[AIM]:
Could you render the stretch of the records below, from the line containing "Where can the peach" through the line containing "Target: peach", as a JSON list of strings with one string per line and blank lines omitted?

# EXERCISE MATERIAL start

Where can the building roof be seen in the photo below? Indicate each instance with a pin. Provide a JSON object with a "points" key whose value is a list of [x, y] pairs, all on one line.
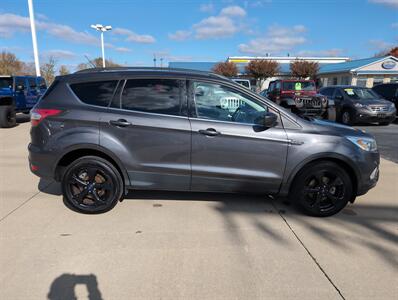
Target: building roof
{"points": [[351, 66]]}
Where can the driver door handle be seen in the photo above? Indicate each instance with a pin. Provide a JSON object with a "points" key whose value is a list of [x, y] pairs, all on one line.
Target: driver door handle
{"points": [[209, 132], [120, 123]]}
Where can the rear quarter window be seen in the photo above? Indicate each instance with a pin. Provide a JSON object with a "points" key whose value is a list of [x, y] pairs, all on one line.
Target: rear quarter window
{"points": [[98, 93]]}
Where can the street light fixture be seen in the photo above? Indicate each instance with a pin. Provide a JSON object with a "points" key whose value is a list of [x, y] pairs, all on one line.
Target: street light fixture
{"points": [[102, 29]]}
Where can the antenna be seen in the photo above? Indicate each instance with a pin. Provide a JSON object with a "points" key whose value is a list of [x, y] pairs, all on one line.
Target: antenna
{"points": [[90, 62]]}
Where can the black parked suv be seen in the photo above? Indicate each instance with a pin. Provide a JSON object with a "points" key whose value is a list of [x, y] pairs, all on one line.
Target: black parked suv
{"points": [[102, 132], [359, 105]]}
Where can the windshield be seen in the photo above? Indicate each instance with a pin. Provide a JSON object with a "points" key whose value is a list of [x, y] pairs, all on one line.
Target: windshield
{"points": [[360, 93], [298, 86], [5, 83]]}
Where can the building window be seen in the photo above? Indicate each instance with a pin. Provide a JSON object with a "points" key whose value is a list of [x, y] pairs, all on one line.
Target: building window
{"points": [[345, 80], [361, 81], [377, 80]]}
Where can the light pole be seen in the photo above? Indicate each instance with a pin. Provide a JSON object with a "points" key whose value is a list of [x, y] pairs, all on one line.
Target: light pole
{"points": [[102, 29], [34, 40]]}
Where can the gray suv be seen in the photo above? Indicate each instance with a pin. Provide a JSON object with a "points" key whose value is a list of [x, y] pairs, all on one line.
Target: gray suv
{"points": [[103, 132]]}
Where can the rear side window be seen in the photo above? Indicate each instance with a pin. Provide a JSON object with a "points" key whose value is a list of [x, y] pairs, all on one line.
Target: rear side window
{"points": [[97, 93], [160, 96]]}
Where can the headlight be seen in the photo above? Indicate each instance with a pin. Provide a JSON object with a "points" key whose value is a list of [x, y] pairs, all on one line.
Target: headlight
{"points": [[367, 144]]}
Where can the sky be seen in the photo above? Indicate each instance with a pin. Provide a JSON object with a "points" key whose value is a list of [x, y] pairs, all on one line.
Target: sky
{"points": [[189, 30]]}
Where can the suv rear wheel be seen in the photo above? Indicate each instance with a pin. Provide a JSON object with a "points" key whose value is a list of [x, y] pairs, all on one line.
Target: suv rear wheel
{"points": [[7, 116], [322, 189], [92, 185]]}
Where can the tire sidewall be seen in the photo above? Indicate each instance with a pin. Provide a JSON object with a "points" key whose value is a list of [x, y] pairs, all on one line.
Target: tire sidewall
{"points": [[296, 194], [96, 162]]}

# EXERCISE MATERIAL end
# EXERCISE MATERIAL start

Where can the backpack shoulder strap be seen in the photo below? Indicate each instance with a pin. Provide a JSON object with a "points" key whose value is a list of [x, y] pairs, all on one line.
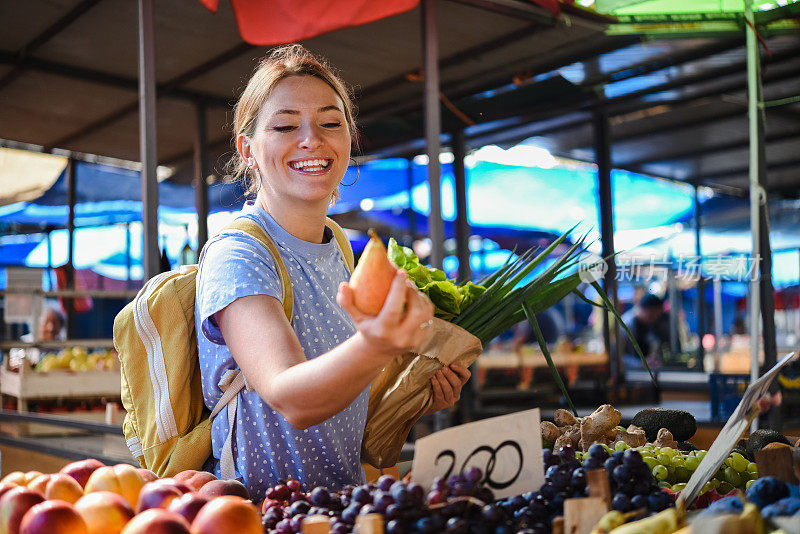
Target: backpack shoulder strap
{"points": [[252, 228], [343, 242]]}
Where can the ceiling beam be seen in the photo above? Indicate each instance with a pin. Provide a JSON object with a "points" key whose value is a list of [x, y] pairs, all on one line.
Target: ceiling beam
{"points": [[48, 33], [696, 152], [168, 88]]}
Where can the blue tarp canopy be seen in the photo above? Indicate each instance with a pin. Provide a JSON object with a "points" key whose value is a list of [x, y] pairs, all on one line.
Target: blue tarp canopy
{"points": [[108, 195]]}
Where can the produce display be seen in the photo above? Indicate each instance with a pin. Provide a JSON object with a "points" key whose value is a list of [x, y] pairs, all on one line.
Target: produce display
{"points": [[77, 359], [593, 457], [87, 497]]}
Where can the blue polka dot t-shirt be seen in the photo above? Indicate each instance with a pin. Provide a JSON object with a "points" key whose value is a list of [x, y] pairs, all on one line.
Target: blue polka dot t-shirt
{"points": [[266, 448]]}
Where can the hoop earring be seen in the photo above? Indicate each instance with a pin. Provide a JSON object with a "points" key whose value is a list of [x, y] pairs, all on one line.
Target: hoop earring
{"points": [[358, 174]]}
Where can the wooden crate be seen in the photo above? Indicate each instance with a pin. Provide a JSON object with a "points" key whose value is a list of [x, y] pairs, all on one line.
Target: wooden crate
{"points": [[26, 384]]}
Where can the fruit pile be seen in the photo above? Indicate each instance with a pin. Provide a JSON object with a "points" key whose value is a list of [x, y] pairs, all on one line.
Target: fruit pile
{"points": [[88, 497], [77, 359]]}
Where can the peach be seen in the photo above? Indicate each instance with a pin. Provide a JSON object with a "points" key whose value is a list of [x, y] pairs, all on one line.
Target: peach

# EXERCISE MATERIAL end

[RESULT BELOW]:
[
  "Where can the peach be seen in the photo above? Indicate each instance with a pin. Provide a JSON object with a \"points\" key whose value is a list of [x, y] pairs, all on one line.",
  "Target: peach"
]